### Metin bölümü
################
EZGİLERİN EFENDİSİ RÜSTEM AVCI

İnegöl’ün TRT’li halk müziği sanatçısı Rüstem Avcı ile Hamzabey Mahallesi’ndeki  evinde bir röportaj gerçekleştirdik.  Onun güzel sesinden artık bize ait olmayan topraklarda kalmış eski topraklarımızın türkülerini dinlerken, bir yandan üzüldük, bir yandan da türkülerle de olsa o hatıraların Rüstem Avcı gibi değerli bir sanatçı hemşerimiz tarafından seslendiriliyor ve yaşatılıyor olması bizleri de mutlu etti.

EZGİLERİN EFENDİSİ RÜSTEM AVCI
06.12.2020
A+
A-

Gönül coğrafyamızda her zaman baş tacı ettiğimiz yörelerimizin türkülerini hakkını vererek icra eden mutevazı sanatçımızla yaptığımız güzel röportajı beğeneceğinizden eminiz.

 

1-Rüstem Avcı Kimdir?

Anne ve babam 1951 yılında Bulgaristan Deliorman bölgesinden, Eskicuma Osmanpazarı kazasından Türkiye’ye göç etmişler.Bursa İnegöl Hamzabey köyüne gelmişler. Osmanlı İmparotorluğu’nun ilk şehidi Baykoca (Kocabey) türbesinin olduğu köy.
################
### Görev tanımı A
Kayıtlarda "corner" sözcüğünün geçtiği satırları belirleyin ve her birini değiştirmeden yazın.
### Görev tanımı B
Rüstem Avcı röportajını son cümlesinden sonra gelecek şekilde sürdürün.
################
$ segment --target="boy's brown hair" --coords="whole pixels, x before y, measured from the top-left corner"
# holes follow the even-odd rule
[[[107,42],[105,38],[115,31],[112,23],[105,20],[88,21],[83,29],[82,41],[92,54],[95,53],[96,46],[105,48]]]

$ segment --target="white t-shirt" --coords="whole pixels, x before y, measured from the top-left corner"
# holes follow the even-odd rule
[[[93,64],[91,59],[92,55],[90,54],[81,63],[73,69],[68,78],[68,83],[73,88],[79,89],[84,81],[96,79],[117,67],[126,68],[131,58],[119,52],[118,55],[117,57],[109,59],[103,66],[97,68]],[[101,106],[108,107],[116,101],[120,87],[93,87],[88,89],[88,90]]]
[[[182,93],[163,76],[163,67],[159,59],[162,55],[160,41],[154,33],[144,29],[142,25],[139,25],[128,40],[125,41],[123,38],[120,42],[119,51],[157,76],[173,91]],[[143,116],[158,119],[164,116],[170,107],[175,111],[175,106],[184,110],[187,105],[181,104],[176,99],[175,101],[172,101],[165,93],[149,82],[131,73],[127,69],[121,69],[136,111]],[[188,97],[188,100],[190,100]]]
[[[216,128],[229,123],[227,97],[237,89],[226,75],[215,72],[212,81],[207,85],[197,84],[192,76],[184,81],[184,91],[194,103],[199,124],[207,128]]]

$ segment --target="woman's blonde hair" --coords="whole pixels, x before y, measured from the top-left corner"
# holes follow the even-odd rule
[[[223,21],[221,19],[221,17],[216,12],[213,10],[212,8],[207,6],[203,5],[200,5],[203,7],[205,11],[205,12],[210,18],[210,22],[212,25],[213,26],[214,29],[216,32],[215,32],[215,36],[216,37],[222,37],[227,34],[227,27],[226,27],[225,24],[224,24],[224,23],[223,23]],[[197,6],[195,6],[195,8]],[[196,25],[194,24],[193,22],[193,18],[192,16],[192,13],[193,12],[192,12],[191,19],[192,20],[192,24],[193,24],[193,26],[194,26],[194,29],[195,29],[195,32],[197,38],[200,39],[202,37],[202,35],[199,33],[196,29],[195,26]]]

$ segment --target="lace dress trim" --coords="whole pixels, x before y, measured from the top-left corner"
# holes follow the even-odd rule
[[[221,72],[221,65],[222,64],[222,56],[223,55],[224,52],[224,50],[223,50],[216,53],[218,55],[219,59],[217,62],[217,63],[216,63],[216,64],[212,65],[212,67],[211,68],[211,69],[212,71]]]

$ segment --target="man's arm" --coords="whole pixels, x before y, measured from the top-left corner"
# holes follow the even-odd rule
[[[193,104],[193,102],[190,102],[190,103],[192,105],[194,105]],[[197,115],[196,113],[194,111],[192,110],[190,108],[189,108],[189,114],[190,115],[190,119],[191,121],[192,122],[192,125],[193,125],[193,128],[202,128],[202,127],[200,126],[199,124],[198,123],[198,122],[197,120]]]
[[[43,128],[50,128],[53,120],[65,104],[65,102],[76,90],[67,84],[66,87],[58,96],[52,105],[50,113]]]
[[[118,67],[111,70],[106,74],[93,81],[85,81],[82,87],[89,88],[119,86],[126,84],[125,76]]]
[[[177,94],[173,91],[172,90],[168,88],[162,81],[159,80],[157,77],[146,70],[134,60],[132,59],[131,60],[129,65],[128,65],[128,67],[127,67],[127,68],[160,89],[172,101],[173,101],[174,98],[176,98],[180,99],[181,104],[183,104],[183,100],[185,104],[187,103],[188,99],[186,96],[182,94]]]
################
### Yanıt A
$ segment --target="boy's brown hair" --coords="whole pixels, x before y, measured from the top-left corner"
$ segment --target="white t-shirt" --coords="whole pixels, x before y, measured from the top-left corner"
$ segment --target="woman's blonde hair" --coords="whole pixels, x before y, measured from the top-left corner"
$ segment --target="lace dress trim" --coords="whole pixels, x before y, measured from the top-left corner"
$ segment --target="man's arm" --coords="whole pixels, x before y, measured from the top-left corner"

### Yanıt B
Ben, 15 Ağustos 1956 yılında dünyaya gelmişim. Nüfus cüzdanımda 15.02.1956 yazar. Arkadaşlarım ilk okula gidince bende  okula gitmek istiyorum diye ağlamışım. Bu sebeple yaşım altı ay büyütülmüş. Köy yaşantısı içinde koyunlarımız vardı.  İneklerimiz vardı. En zor kuzu çobanlığıdır. Çocukluğumda kuzuları ben otlatırdım. İlk okulu Hamzabey Köyünde okudum.

Orta okul ve liseye İnegöl Lisesine devam ettim. Orta okul 2. Sınıftayken türkülere gönül verdim. Bağlama çalmayı,  türkü söylemeyi çok seviyordum.  İlk çaldığım türkü Gelin Ayşem’dir. İlk bağlamamı İnegölde Aşık Ramazan ustadan aldım.

İnegöl Halk Eğitim Merkezine gittim. Ben bağlama çalmayı öğrenmek istiyorum dedim. Rahmetli Nihat Siper hocamız müdürdü. Artvin Şavşat’lı. 1974-1975 yıllarında bağlama kursu İnegöl’de ilk defa açıldı. Hocalarımız Asım Özkoç ve Yusuf Aslan. Üç ay sonra  hocalarımız ayrıldı. Ben usta öğretici olarak görev aldım. Birçok öğrencim oldu. Hedefim müzik alanında kendimi geliştirmek, başarılı bir sanatçı olabilmek. Genç kardeşlerimize de tavsiyem hangi meslekte olursa olsun hedefiniz olmalı. Hedefi olmayan başarılı olamaz.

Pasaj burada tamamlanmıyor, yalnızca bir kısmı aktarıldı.